Data extract
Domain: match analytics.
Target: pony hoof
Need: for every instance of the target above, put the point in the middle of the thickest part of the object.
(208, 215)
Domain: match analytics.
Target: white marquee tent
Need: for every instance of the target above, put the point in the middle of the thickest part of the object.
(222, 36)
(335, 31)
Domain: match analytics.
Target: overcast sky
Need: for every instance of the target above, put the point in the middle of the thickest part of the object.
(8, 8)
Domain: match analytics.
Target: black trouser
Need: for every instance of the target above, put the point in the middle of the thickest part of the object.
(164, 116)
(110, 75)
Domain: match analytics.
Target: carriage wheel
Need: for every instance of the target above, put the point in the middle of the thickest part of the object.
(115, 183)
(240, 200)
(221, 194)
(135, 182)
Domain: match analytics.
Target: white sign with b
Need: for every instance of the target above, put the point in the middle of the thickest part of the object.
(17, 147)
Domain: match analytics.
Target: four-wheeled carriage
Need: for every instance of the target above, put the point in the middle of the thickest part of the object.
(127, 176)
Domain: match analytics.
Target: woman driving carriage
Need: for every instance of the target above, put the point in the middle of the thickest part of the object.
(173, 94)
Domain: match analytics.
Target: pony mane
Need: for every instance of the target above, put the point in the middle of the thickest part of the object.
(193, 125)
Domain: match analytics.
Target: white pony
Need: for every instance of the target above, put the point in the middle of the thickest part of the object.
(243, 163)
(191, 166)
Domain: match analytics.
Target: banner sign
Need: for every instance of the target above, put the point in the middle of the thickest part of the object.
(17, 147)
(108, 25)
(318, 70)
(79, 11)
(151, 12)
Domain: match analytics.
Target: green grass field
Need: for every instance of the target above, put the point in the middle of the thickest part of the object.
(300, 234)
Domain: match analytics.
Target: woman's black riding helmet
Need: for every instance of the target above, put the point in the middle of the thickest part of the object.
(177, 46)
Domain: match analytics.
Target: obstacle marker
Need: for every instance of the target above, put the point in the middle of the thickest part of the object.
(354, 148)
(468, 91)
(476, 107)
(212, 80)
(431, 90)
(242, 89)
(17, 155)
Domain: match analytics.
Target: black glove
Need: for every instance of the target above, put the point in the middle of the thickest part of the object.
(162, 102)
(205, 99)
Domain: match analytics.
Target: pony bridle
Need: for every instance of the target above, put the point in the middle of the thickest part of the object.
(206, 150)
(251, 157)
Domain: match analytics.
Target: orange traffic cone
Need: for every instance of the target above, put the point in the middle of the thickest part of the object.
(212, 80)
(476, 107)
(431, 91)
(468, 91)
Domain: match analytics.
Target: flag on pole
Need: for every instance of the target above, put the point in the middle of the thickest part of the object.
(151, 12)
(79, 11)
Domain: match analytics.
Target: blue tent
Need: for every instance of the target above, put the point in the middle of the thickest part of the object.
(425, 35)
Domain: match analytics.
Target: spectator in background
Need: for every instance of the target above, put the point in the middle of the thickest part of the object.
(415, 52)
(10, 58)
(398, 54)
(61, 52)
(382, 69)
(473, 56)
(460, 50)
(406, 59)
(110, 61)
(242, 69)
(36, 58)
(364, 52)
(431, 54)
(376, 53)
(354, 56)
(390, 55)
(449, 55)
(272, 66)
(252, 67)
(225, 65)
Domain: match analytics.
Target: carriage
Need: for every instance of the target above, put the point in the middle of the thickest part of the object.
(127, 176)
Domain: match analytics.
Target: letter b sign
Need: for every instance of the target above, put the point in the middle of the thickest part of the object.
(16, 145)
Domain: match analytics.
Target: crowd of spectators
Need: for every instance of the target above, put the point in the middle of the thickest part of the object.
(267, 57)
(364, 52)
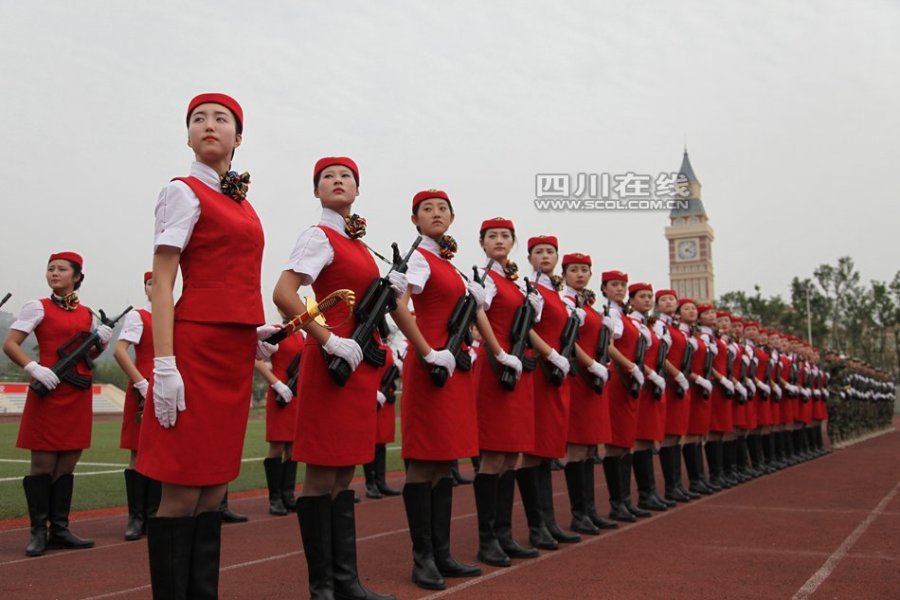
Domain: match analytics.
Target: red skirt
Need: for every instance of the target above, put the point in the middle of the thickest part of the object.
(386, 424)
(505, 418)
(281, 421)
(59, 421)
(623, 411)
(551, 413)
(131, 429)
(698, 424)
(588, 414)
(651, 415)
(205, 445)
(438, 423)
(720, 417)
(678, 410)
(335, 424)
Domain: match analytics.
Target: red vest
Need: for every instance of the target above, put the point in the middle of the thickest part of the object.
(220, 266)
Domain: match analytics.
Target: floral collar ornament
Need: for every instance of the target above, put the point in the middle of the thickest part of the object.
(235, 186)
(354, 226)
(68, 302)
(448, 246)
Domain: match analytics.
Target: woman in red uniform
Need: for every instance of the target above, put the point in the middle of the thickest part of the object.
(142, 492)
(335, 424)
(56, 427)
(651, 417)
(698, 422)
(194, 444)
(505, 417)
(589, 410)
(281, 419)
(439, 422)
(678, 393)
(623, 406)
(551, 401)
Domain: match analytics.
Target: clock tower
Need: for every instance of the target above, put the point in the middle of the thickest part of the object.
(690, 242)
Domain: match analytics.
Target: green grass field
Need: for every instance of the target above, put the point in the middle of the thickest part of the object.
(108, 489)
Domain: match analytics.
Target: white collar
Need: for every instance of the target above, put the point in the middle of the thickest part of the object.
(334, 220)
(206, 174)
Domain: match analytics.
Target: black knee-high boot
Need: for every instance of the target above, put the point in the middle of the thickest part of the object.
(545, 501)
(489, 550)
(272, 467)
(590, 500)
(441, 515)
(612, 469)
(170, 542)
(135, 493)
(37, 494)
(625, 466)
(314, 516)
(205, 555)
(60, 505)
(289, 484)
(343, 551)
(538, 534)
(581, 522)
(642, 461)
(506, 488)
(417, 500)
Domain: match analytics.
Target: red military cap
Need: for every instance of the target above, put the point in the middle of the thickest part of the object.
(634, 288)
(497, 223)
(661, 293)
(576, 258)
(226, 101)
(69, 256)
(427, 195)
(608, 276)
(330, 161)
(543, 239)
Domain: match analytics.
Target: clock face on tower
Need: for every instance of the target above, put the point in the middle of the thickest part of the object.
(687, 249)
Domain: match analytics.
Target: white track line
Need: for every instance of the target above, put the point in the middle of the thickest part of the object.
(819, 577)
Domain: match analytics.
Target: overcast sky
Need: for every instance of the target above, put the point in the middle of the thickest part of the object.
(789, 111)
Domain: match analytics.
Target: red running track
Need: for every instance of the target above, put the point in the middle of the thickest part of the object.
(823, 529)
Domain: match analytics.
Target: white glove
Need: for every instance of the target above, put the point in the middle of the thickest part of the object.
(476, 290)
(658, 381)
(579, 312)
(598, 370)
(168, 391)
(399, 283)
(142, 386)
(557, 360)
(726, 384)
(536, 301)
(283, 390)
(704, 383)
(42, 374)
(637, 375)
(264, 350)
(104, 332)
(682, 382)
(344, 348)
(508, 360)
(441, 358)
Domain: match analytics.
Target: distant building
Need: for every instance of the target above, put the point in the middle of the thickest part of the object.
(690, 242)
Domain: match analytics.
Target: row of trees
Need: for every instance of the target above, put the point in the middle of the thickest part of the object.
(843, 313)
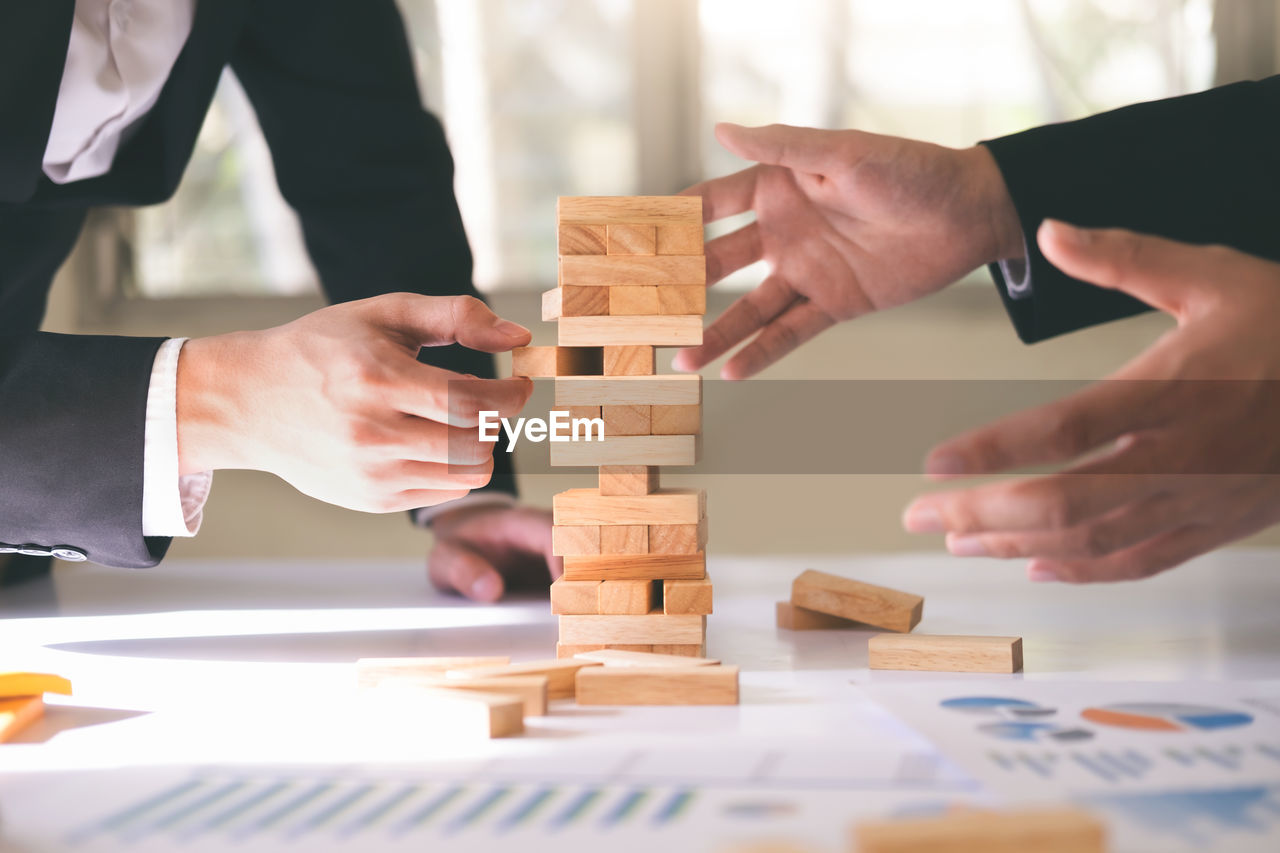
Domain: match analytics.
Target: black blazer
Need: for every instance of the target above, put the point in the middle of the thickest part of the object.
(1202, 168)
(366, 168)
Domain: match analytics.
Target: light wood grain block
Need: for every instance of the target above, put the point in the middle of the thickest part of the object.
(575, 597)
(680, 240)
(653, 210)
(629, 479)
(677, 538)
(1043, 830)
(658, 685)
(629, 361)
(556, 361)
(583, 240)
(626, 450)
(664, 506)
(560, 673)
(673, 331)
(609, 270)
(666, 389)
(632, 240)
(942, 653)
(880, 606)
(625, 566)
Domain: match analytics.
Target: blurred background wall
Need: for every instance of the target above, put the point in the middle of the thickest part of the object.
(548, 97)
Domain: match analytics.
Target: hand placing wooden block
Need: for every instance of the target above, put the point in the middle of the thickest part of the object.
(941, 653)
(658, 685)
(880, 606)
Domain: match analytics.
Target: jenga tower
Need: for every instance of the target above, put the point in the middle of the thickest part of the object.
(632, 277)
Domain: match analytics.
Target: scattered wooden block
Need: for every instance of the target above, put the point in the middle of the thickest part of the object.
(658, 685)
(629, 361)
(626, 450)
(648, 628)
(664, 506)
(664, 389)
(835, 596)
(624, 538)
(581, 240)
(653, 566)
(1043, 830)
(626, 597)
(629, 479)
(659, 331)
(556, 361)
(560, 673)
(632, 240)
(945, 653)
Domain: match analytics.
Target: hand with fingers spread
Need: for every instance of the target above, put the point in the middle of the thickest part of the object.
(338, 405)
(1188, 432)
(849, 223)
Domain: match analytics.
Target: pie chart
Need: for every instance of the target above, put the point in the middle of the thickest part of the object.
(1166, 716)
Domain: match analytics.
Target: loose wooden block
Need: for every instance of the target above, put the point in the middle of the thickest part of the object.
(575, 597)
(629, 479)
(560, 673)
(835, 596)
(666, 389)
(625, 538)
(371, 671)
(648, 628)
(673, 331)
(941, 653)
(658, 685)
(680, 240)
(1043, 830)
(676, 420)
(656, 210)
(634, 301)
(583, 240)
(626, 597)
(652, 566)
(556, 361)
(625, 420)
(626, 450)
(629, 361)
(608, 270)
(677, 538)
(686, 597)
(664, 506)
(632, 240)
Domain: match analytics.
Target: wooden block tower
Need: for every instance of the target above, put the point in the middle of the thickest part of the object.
(632, 277)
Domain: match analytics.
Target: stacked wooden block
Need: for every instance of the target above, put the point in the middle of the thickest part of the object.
(632, 277)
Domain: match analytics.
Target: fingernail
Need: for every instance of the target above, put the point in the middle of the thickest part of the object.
(922, 518)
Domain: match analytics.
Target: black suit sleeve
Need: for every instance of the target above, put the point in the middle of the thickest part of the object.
(1202, 169)
(360, 159)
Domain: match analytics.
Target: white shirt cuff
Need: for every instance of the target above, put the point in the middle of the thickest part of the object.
(172, 505)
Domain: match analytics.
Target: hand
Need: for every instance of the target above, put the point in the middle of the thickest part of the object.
(480, 550)
(338, 405)
(1188, 429)
(850, 223)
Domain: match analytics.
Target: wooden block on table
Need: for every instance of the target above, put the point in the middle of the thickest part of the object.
(649, 628)
(631, 240)
(941, 653)
(1043, 830)
(654, 210)
(560, 673)
(629, 361)
(663, 331)
(658, 685)
(664, 506)
(556, 361)
(583, 240)
(880, 606)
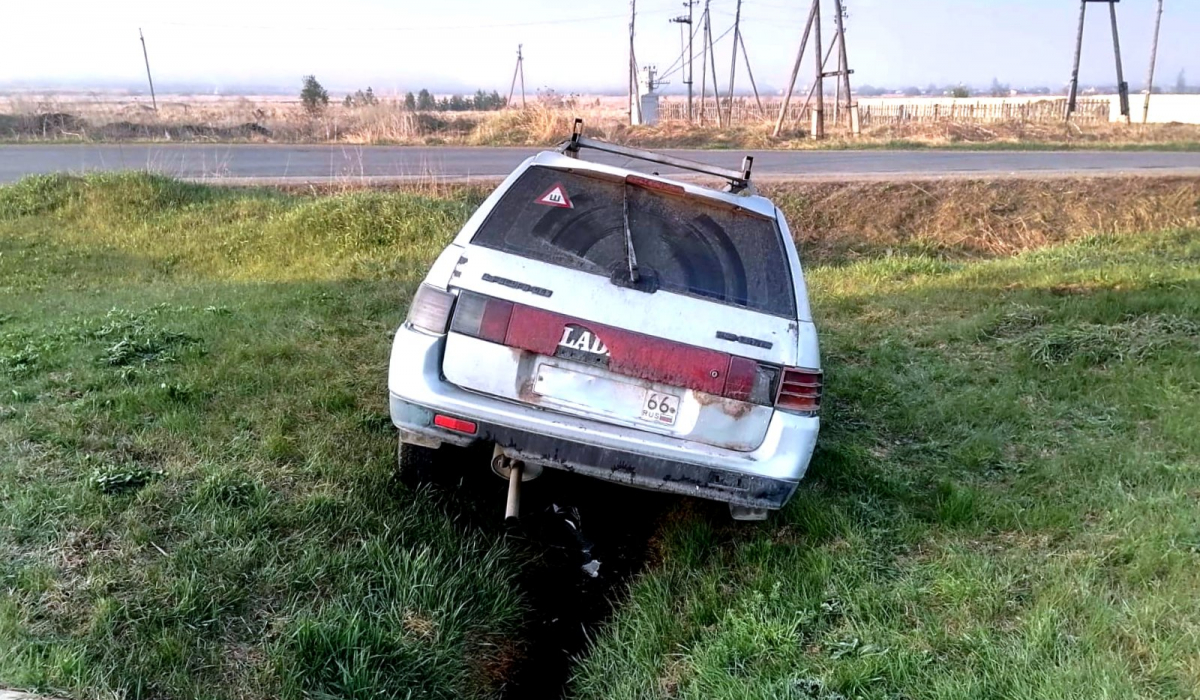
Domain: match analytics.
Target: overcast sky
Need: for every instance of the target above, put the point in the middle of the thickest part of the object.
(569, 46)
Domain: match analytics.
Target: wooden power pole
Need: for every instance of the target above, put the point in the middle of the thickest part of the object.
(1153, 59)
(819, 79)
(733, 58)
(796, 67)
(635, 100)
(844, 70)
(821, 57)
(149, 77)
(687, 47)
(519, 70)
(1122, 87)
(712, 59)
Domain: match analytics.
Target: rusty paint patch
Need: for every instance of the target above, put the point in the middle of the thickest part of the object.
(731, 407)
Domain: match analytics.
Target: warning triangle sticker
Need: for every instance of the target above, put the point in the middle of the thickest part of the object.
(556, 197)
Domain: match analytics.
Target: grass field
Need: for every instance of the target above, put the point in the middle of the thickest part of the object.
(196, 470)
(541, 124)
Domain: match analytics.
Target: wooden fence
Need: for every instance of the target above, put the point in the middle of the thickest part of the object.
(876, 113)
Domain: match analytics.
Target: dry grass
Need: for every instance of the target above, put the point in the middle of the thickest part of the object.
(978, 217)
(954, 219)
(544, 123)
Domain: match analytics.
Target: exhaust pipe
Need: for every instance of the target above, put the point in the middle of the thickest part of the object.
(513, 509)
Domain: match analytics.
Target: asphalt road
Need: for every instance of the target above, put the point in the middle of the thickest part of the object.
(334, 162)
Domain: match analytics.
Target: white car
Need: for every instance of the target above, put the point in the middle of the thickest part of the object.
(617, 324)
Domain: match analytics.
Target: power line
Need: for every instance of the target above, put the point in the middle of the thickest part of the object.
(715, 41)
(399, 29)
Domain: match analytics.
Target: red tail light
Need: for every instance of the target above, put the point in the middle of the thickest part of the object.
(483, 317)
(750, 381)
(455, 424)
(431, 309)
(799, 390)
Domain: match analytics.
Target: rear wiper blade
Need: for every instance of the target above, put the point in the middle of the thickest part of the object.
(630, 253)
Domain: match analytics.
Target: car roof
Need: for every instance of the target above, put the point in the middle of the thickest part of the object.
(750, 202)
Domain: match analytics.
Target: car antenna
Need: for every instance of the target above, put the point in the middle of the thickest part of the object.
(630, 253)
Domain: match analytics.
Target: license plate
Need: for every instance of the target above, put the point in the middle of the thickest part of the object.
(661, 408)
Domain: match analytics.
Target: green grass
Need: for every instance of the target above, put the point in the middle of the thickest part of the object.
(196, 456)
(1002, 504)
(196, 473)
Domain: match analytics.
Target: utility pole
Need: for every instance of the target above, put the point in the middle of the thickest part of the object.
(519, 70)
(149, 77)
(703, 63)
(796, 69)
(635, 100)
(819, 81)
(1079, 53)
(844, 69)
(691, 72)
(1153, 59)
(688, 66)
(733, 58)
(762, 112)
(1122, 87)
(712, 57)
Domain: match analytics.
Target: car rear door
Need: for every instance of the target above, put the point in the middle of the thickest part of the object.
(550, 313)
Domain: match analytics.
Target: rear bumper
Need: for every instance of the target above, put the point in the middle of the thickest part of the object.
(762, 478)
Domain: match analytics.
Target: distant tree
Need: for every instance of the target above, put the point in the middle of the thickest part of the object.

Objective
Please locate every line in the records above that contains the word "tent" and copy each of those lines.

The completed task
Target: white marquee tent
Target: blue tent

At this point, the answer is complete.